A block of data
------------------------
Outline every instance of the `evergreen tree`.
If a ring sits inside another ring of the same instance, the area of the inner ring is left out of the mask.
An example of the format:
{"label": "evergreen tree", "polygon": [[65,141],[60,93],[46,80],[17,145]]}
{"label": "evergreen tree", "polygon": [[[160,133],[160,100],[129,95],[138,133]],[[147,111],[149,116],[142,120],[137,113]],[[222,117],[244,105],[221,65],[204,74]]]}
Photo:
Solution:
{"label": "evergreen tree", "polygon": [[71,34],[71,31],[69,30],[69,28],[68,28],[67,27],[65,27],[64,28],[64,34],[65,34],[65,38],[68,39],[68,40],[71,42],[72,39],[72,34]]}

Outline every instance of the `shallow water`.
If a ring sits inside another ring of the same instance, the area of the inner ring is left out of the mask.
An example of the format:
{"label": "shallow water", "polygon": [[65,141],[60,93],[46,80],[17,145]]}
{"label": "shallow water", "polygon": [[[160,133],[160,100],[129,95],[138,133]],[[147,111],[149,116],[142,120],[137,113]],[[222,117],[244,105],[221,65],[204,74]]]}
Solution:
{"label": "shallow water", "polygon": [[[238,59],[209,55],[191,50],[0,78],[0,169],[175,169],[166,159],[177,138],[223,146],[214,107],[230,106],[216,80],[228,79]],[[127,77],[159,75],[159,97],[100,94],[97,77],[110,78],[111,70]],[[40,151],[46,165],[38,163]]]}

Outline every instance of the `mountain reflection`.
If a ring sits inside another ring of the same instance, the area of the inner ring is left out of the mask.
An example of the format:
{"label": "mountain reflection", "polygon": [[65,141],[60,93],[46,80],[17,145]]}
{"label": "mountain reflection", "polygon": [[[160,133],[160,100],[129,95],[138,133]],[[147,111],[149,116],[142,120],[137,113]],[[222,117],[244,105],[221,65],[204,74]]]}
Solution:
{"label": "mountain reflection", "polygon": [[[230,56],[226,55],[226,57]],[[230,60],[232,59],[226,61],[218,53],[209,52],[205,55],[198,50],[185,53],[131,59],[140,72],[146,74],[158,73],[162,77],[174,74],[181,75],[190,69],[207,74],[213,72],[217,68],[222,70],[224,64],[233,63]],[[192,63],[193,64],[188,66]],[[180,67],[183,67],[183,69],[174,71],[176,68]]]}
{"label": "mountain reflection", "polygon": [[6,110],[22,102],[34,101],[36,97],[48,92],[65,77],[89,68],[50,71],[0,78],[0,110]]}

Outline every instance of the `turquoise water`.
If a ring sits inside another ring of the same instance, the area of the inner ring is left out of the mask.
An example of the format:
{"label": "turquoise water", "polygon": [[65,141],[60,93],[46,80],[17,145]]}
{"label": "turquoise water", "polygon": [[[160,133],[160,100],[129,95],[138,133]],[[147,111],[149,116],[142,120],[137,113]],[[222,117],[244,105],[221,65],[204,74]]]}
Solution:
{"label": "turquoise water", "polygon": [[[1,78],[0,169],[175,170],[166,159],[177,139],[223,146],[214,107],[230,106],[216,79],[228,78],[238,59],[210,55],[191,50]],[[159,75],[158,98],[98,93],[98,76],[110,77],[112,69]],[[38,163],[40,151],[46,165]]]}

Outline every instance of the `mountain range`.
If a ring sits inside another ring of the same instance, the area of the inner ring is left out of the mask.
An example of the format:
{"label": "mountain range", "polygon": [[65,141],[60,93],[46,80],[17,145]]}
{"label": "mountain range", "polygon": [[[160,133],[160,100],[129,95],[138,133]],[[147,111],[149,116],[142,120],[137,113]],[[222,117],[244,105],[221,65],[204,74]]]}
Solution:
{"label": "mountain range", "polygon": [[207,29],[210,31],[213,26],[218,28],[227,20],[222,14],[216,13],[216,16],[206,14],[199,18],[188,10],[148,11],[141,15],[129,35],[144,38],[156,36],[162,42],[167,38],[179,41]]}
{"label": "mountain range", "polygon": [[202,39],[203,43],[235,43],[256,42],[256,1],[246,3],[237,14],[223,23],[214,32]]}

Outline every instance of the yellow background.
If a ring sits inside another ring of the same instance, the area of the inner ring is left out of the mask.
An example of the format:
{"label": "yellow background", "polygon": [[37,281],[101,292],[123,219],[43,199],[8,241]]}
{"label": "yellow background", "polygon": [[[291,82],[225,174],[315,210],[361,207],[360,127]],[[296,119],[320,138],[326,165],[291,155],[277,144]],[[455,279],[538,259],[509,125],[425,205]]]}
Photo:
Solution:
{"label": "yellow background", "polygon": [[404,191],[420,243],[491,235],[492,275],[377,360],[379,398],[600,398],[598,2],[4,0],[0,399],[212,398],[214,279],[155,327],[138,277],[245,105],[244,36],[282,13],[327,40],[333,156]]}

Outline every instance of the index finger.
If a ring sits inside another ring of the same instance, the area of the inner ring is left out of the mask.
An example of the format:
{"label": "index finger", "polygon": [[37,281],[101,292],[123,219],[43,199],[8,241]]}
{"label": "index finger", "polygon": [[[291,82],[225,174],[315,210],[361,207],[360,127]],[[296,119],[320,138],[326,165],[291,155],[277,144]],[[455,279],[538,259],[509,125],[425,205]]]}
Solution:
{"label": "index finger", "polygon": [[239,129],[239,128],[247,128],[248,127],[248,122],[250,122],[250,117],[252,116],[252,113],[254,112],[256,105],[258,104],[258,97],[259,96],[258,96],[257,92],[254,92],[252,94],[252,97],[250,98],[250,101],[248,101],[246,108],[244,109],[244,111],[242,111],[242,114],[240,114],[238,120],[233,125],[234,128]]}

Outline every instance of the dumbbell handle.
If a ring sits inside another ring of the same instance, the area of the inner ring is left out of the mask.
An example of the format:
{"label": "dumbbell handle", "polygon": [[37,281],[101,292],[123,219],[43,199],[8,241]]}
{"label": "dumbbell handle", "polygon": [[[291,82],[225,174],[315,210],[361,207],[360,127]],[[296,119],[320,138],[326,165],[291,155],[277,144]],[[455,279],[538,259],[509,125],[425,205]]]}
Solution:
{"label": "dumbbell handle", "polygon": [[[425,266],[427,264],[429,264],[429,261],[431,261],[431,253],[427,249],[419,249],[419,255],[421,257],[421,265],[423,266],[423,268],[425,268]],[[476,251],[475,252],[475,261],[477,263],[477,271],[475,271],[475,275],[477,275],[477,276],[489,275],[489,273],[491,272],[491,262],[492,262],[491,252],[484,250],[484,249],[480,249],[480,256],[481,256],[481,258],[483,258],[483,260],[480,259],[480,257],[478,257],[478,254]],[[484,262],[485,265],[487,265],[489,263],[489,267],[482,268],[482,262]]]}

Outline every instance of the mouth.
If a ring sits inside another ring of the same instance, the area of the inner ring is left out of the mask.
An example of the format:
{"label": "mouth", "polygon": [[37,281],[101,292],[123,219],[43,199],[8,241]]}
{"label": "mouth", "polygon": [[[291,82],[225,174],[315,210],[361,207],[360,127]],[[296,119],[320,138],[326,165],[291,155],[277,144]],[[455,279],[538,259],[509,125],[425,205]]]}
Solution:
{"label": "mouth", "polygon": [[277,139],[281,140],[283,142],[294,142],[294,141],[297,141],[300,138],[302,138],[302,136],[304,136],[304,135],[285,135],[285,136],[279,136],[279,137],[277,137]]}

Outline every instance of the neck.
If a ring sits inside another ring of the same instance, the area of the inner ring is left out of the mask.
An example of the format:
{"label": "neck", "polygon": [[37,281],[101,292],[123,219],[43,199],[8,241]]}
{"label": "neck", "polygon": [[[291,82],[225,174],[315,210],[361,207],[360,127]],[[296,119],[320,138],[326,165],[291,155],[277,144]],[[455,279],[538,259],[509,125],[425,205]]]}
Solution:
------------------------
SHORT PROBLEM
Return every line of the entries above that contains the string "background".

TASK ANSWER
Outline every instance of the yellow background.
{"label": "yellow background", "polygon": [[37,281],[101,292],[123,219],[43,199],[8,241]]}
{"label": "yellow background", "polygon": [[[291,82],[225,174],[315,210],[361,207],[360,127]],[[296,119],[320,138],[326,165],[291,155],[277,144]],[[455,279],[538,259],[509,125],[425,205]]]}
{"label": "yellow background", "polygon": [[404,191],[420,243],[491,235],[492,275],[377,360],[379,398],[600,398],[598,2],[4,0],[0,399],[212,398],[214,279],[155,327],[138,277],[245,105],[244,36],[282,13],[327,40],[333,156]]}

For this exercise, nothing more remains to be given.